# [ÜBUNGSAUFGABEN]
1. Nennen Sie sämtliche Personen, die im Text über Jana Heinrichs Karriereende namentlich erwähnt werden.
2. Ermitteln Sie jede Zeile der Auflistung, in der die Zeichenfolge "grinder" vorkommt, und übernehmen Sie diese Zeilen unverändert. Achten Sie dabei auf Groß- und Kleinschreibung.

Mit dem Spiel der Zweiten Basketball-Bundesliga bei den Rheinland Lions sagt Jana Heinrich nach 20 Jahren im Leistungssport ade.

Am Samstag, irgendwann zwischen 17.15 und 17.30 Uhr nimmt in der Sporthalle am Schulzentrum Herkenrath in Bergisch Gladbach still und leise eine große Basketball-Karriere ihr Ende. Wenn Jana Heinrich ihrem Sport, „den ich vom ersten Moment an, wo ich den Ball in der Hand hatte, geliebt habe“, mit der Zweitliga-Partie der TG Neuss Tigers bei den Rheinland Lions ade sagt, geht damit auch eine bemerkenswerte Persönlichkeit, die in ihren mehr als sieben Jahren in der Quirinusstadt zum Gesicht ihrer Mannschaft geworden ist.

Ihr Wert für die Tigers, die mit ihr in der Startformation von einem Abstiegskandidaten auf Dauer zu einem Spitzenteam geworden sind, lässt sich natürlich anhand von Zahlen ausdrücken. So hat Hallensprecher Eiko Pate ermittelt, dass die gute Jana in 147 Liga-Spielen 1692 Punkte erzielt hat, was einen Schnitt von 11,5 Zählern ergibt. Mit ihrem sicheren Händchen bei Würfen von jenseits der Drei-Punkte-Linie sorgte sie für Angst und Schrecken in gegnerischen Abwehrreihen und entschied damit bis heute ungezählte Partien. Auch in der Verteidigung wusste sie die Vorzüge ihres 1,88 Meter großen Körpers in für ihre Mannschaft recht einträglicher Art und Weise zu nutzen. Kurz gesagt: Sie hat das 1891 von James Naismith in Springfield (Massachusetts) erfundene Spiel einfach verstanden.

# [AUFLISTUNG IM AUSZUG]
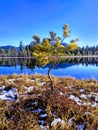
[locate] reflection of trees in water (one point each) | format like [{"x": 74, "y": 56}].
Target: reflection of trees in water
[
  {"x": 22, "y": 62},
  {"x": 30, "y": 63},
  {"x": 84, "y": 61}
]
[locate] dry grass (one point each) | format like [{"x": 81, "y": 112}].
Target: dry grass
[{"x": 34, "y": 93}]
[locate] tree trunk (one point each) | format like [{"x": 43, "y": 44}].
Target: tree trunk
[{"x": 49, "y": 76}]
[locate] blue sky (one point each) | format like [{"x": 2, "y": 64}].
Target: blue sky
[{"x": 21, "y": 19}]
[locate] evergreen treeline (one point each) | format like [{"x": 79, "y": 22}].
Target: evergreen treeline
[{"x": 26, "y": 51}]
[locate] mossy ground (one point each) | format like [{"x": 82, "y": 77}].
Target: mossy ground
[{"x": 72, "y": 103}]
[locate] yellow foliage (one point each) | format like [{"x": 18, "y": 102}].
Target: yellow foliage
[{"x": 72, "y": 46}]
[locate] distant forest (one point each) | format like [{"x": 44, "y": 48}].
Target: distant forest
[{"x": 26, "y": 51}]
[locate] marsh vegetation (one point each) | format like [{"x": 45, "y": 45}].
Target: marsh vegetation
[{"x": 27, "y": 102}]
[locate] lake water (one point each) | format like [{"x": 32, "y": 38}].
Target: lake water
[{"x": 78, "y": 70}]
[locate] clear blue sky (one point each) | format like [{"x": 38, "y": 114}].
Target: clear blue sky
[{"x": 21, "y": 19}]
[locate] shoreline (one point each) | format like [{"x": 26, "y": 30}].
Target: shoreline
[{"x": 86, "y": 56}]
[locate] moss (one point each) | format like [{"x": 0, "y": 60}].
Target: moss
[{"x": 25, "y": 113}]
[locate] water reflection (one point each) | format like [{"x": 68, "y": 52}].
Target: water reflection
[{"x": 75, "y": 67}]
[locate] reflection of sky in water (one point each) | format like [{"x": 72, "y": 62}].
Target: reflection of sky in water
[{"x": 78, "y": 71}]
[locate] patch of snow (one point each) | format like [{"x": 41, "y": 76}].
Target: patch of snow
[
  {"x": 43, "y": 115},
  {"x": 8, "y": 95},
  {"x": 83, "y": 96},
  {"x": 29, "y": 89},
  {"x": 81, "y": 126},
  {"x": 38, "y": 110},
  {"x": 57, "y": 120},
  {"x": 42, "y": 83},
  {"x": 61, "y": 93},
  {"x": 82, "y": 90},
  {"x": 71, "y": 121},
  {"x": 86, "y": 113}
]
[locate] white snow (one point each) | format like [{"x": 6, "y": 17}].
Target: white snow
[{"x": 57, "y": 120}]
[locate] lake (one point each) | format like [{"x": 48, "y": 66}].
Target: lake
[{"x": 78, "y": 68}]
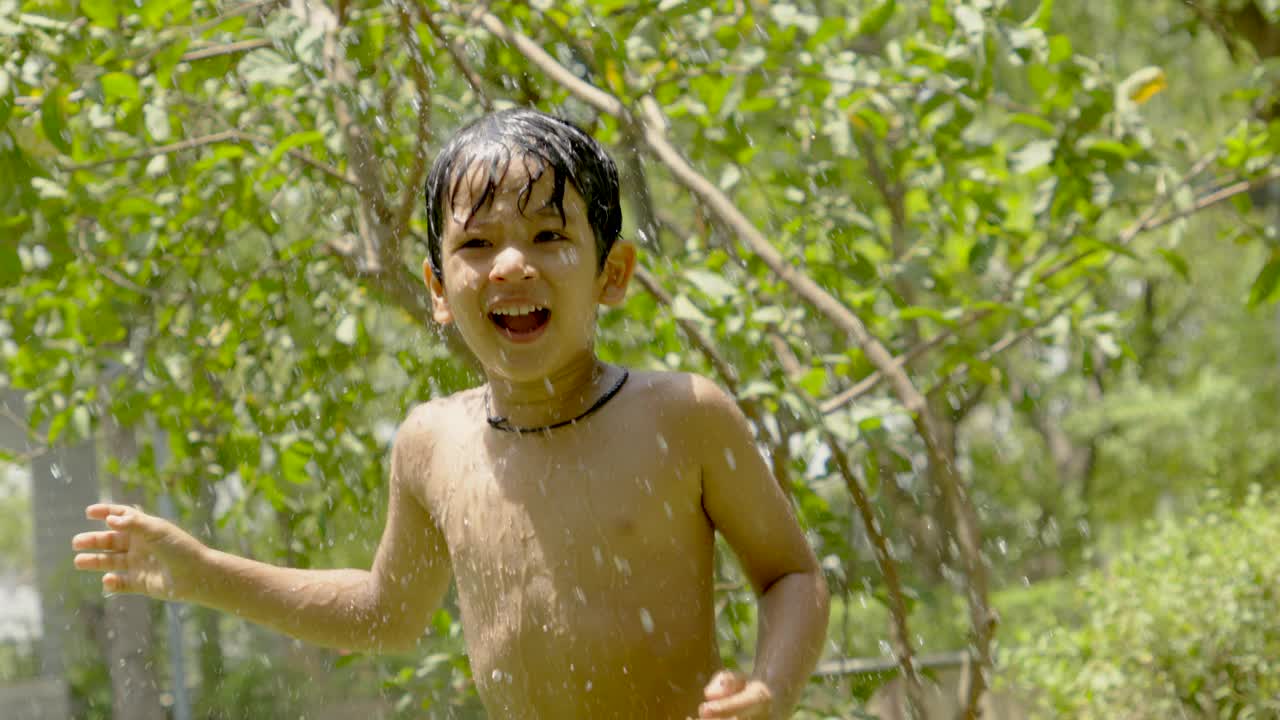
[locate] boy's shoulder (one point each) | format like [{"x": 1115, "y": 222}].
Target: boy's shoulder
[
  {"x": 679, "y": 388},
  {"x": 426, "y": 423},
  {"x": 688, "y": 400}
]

...

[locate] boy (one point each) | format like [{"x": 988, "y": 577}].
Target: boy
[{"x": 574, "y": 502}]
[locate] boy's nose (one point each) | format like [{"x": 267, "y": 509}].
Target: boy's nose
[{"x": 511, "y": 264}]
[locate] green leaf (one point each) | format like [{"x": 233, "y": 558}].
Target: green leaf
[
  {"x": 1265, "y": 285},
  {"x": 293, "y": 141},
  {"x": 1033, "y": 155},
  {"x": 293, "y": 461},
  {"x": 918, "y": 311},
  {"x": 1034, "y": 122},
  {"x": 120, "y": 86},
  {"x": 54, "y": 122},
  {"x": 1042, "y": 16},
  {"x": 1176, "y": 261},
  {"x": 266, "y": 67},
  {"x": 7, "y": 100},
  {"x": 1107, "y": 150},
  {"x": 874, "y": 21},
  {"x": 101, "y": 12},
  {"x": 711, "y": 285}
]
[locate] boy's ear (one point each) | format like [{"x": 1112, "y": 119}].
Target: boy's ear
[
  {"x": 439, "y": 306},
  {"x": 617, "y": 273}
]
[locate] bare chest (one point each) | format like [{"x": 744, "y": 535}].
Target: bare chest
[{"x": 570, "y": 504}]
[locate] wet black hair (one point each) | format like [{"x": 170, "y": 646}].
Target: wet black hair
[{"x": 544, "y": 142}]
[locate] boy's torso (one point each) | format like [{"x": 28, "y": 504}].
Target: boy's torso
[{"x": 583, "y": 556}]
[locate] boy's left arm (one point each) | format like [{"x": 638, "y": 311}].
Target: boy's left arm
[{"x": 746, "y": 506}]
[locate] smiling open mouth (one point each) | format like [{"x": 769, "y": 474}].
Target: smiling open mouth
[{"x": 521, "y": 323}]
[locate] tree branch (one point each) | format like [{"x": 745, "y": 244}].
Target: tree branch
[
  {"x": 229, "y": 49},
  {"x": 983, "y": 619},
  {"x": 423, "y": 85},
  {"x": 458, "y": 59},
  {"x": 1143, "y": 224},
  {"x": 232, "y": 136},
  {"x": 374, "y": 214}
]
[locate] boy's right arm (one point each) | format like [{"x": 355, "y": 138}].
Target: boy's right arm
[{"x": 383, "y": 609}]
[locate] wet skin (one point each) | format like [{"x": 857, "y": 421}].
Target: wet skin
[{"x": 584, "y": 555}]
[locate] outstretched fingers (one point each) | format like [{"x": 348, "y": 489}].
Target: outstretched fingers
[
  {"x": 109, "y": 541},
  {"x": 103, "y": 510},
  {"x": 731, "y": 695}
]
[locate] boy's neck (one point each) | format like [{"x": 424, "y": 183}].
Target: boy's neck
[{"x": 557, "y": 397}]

---

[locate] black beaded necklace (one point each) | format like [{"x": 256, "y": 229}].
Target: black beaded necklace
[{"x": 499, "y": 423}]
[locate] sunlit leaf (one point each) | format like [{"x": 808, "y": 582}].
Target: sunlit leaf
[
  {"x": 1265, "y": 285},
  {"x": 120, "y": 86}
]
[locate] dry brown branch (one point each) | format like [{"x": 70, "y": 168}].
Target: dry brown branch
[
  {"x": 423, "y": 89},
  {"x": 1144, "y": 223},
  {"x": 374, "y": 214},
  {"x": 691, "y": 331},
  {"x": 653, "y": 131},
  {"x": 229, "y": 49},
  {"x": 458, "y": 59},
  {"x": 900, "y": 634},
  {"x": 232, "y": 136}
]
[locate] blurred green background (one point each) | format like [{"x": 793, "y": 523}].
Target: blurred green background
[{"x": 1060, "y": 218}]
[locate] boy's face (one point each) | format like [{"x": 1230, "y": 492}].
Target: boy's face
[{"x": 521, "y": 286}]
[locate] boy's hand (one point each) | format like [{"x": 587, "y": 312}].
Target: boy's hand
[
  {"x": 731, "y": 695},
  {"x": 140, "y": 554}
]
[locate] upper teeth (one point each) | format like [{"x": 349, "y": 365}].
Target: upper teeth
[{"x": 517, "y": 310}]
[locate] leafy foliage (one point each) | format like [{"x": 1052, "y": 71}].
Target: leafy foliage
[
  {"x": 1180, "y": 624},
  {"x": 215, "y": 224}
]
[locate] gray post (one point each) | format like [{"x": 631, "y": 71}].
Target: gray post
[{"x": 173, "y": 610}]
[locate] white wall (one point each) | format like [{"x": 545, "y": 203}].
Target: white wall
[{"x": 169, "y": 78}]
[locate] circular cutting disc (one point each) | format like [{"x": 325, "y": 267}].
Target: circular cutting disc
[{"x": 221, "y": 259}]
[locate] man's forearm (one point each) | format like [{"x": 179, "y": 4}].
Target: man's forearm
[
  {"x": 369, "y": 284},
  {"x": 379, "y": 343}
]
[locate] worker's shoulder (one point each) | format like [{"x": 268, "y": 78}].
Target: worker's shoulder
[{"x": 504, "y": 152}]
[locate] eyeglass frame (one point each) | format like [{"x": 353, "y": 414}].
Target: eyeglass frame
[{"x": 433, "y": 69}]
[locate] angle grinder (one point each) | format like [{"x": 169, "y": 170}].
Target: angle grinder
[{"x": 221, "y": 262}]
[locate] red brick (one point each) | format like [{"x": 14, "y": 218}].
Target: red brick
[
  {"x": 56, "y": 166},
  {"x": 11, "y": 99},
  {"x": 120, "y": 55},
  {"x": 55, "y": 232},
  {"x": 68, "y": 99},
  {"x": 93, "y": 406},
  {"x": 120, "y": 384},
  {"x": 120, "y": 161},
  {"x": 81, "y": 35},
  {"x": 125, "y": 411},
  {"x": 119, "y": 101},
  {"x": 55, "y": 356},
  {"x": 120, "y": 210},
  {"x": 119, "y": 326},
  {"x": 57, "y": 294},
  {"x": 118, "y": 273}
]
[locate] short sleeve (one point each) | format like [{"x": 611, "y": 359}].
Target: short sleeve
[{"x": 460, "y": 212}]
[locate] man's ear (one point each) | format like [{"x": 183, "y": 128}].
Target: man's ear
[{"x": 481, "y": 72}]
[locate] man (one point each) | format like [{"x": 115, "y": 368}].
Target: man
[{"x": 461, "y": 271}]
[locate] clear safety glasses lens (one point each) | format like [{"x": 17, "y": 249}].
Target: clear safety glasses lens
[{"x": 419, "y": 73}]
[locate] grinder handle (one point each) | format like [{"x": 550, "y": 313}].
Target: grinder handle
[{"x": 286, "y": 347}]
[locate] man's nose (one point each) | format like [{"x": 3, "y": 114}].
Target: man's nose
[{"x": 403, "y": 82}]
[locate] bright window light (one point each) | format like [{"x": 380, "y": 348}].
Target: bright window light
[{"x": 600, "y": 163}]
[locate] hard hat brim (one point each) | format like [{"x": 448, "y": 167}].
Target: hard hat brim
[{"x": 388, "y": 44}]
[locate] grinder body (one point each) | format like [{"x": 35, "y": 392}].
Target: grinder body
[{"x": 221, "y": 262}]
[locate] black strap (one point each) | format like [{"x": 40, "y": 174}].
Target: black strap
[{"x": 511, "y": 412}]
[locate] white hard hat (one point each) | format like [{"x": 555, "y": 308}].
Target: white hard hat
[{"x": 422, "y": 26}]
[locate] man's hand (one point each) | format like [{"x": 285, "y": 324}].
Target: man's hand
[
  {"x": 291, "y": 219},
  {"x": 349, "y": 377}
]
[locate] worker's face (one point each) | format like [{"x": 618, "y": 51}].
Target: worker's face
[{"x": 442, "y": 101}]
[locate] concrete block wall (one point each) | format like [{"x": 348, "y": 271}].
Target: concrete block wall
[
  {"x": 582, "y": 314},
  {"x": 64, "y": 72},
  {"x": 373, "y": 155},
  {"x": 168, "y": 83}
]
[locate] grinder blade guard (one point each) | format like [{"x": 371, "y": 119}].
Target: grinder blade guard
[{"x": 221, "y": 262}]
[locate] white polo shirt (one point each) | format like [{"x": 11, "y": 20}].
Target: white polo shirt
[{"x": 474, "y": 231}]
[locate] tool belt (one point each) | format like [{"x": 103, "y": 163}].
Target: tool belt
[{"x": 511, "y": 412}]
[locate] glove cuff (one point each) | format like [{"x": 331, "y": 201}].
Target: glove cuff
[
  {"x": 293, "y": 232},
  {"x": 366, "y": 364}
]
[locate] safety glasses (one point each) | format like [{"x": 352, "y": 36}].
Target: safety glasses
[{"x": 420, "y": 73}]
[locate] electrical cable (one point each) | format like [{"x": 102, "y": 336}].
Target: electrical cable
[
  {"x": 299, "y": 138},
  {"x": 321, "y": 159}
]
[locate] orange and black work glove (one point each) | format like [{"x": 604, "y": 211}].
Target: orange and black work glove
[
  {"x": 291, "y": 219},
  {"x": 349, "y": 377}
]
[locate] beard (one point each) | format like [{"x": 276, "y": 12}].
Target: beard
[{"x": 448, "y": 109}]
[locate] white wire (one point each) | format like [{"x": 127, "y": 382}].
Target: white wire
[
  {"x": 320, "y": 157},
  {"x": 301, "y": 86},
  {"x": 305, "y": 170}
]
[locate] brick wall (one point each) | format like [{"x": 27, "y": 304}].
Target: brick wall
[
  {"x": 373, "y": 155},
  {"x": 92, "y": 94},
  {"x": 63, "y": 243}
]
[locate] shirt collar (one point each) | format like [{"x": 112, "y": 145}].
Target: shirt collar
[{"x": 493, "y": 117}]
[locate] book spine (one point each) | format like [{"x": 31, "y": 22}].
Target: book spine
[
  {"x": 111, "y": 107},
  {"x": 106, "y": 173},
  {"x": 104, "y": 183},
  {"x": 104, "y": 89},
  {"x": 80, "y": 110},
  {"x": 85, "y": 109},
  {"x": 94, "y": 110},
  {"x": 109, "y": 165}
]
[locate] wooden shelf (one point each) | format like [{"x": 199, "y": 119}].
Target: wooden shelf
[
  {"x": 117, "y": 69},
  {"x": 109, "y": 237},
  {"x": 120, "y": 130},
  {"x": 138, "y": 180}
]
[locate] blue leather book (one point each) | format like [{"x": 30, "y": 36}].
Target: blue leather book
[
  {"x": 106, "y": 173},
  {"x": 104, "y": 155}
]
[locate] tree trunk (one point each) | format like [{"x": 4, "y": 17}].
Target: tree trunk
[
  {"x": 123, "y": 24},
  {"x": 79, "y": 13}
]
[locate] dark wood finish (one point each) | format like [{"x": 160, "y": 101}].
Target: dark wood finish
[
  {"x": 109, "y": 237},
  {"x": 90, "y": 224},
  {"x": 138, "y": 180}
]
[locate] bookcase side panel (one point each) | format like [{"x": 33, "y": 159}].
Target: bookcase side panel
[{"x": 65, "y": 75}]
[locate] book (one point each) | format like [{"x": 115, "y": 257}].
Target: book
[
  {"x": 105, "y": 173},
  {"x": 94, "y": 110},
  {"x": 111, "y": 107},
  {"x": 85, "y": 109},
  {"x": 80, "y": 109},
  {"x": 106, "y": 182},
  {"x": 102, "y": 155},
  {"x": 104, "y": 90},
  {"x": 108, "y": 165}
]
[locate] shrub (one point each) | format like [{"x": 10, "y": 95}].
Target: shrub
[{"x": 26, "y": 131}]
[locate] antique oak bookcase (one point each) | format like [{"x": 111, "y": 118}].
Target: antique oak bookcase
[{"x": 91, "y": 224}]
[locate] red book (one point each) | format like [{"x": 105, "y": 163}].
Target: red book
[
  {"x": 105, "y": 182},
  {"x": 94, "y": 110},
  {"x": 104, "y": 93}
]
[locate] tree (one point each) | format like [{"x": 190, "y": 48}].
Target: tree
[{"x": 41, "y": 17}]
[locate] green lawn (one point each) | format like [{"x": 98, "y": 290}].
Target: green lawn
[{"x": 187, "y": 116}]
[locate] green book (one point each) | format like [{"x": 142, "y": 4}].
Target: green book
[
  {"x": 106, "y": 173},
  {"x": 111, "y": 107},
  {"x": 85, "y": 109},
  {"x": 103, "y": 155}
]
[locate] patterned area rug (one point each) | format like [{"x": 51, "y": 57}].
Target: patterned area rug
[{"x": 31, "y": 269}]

# [ERGEBNISSE JE AUFGABE]
1. Jana Heinrich, Eiko Pate, James Naismith

2.
[locate] angle grinder (one point each) | format like [{"x": 169, "y": 170}].
Target: angle grinder
[locate] grinder handle (one point each) | format like [{"x": 550, "y": 313}].
Target: grinder handle
[locate] grinder body (one point each) | format like [{"x": 35, "y": 392}].
Target: grinder body
[locate] grinder blade guard (one point each) | format like [{"x": 371, "y": 119}].
Target: grinder blade guard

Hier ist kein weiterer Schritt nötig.